Kurze Aufgabe 1:
Beantworte anhand des Textes über die Evangelien diese Fragen:
(a) Um welches Jahr wird Irenäus eingeordnet?
(b) Welche Übersetzung für die Pflanze in der Jonasgeschichte hatte das Volk in Afrika immer gehört?
(c) Welchem Jahrhundert gehören die ältesten Handschriften an?
Kurze Aufgabe 2:
Stimmen diese Aussagen mit dem Text über die Evangelien überein? Antworte jeweils mit Ja oder Nein und zitiere die entscheidenden Worte.
(a) Apokryphe Evangelien wurden oft unter dem Namen eines Apostels verbreitet.
(b) Das Volk nahm es hin, dass der Bischof „hedera“ vorlesen ließ.
(c) Die Varianten, die beim Abschreiben entstanden, verändern den dogmatischen Gehalt des NT.

3. Die älteren Irrlehrer wagten es nicht, die Echtheit der Evangelien zu leugnen, suchten vielmehr ihre Irrlehren auf Stellen derselben zu stützen, obwohl sie diese in der unsinnigsten Weise dafür verdrehen mussten. Schon der hl. Irenäus (um 190) bemerkt: „So groß aber ist diese Gewissheit bezüglich (der Echtheit) der Evangelien, dass selbst die Irrlehrer ihnen Zeugnis geben, und jeder seine Irrlehre durch sie zu erhärten sucht.“ … –

4. Die falschen, sog. apokryphen Evangelien erweisen sich als Nachbildungen der echten und haben somit diese zur Voraussetzung. Sie wurden verfasst, teils um die Gläubigen zu erbauen und der frommen Neugierde zu genügen, die namentlich über die Kindheit und das Leiden Jesu mehr zu wissen wünschte, als die echten Evangelien berichteten, teils auch im Interesse der Häresie, die dadurch ihre Lehrsätze zu begründen und zu verbreiten suchte. Damit diese Schriften leichter Eingang fänden, wurden sie vielfach unter dem Namen eines Apostels in Umlauf gesetzt. Nun wurden aber solche Apokryphen schon vom zweiten christlichen Jahrhundert an verfasst; manche reichen bis nahe an die apostolische Zeit heran. Es folgt daraus, dass unsere Evangelien in der apostolischen Zeit entstanden sind. –

Die Unverfälschtheit der Evangelien

ist nicht minder gewährleistet.

1. Die Kirche erblickte von jeher in der Heiligen Schrift, wie das Konzil von Trient (in seiner 4. Sitzung) sagt, „einen kostbaren Schatz, den der Heilige Geist mit höchster Freigebigkeit den Menschen gegeben“, und hütete ihn mit aller Sorgfalt gegen jede Verfälschung, und auch das gläubige Volk, das stets im Gottesdienst die Lesungen daraus hörte, wachte eifersüchtig, dass an der Heiligen Schrift keine Veränderung geschehe.

So schreibt Augustinus an Hieronymus, dass in einer Kirche seiner Provinz ein förmlicher Aufstand ausgebrochen sei, als für die Pflanze in der Jonasgeschichte ein anderer Name gesungen wurde, als der bis dahin übliche. Die Pflanze heißt nämlich im Urtext Qiqayon; das Volk in Afrika hatte dieses Wort immer in der Übersetzung durch cucurbita (Kürbis) gehört; als nun der Bischof hedera (Efeu) vorlesen ließ, weil er dies für die richtigere Übersetzung hielt, ruhte das Volk nicht, bis wieder der Kürbis an seiner Stelle war. Wir sehen daraus, wie man auf die Erhaltung des heiligen Textes selbst in minder wichtigen Dingen bedacht war. –

2. Die heiligen Väter und Schriftsteller der ersten Jahrhunderte führen so zahlreiche Stellen daraus an, dass man, wenn die Evangelien ganz verloren gingen, sie aus jenen Anführungen fast ganz wiederherstellen könnte; und diese Anführungen, obwohl aus verschiedenen Ländern und Zeiten, stimmen, bis auf unwesentliche Kleinigkeiten, auch mit dem heutigen Text überein. –

3. Die ältesten Handschriften, die dem 4. Jahrhundert, also der Zeit unmittelbar nach den Verfolgungen, angehören, sowie die ältesten Übersetzungen, deren Ursprung zum Teil noch über das Alter unserer ältesten Handschriften hinaufreicht, bieten denselben Text, der sich heute noch in der kirchlichen Ausgabe findet; die Verschiedenheiten betreffen nur unwesentliche Kleinigkeiten. Beim Abschreiben der heiligen Schriften entstanden zwar sehr viele Varianten (verschiedene Lesarten); allein sie betreffen fast durchweg nur unbedeutende Einzelheiten und ändern in keiner Weise den dogmatischen oder moralischen Gehalt des NT.

Datensätze:
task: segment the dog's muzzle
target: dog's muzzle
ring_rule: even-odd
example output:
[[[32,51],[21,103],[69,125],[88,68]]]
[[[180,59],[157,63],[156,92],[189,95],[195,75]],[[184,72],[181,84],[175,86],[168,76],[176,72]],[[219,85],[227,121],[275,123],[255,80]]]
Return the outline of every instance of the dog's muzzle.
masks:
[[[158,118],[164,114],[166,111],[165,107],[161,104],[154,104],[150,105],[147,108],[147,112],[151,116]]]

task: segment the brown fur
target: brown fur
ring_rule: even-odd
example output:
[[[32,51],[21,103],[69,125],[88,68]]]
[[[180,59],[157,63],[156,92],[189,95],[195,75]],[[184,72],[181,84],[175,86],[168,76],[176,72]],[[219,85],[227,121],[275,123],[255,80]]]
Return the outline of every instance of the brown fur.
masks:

Antwort 1:
(a) Um 190.
(b) cucurbita (Kürbis).
(c) Dem 4. Jahrhundert.

Antwort 2:
(a) Ja: „wurden sie vielfach unter dem Namen eines Apostels in Umlauf gesetzt“
(b) Nein: „ruhte das Volk nicht, bis wieder der Kürbis an seiner Stelle war“
(c) Nein: „ändern in keiner Weise den dogmatischen oder moralischen Gehalt des NT“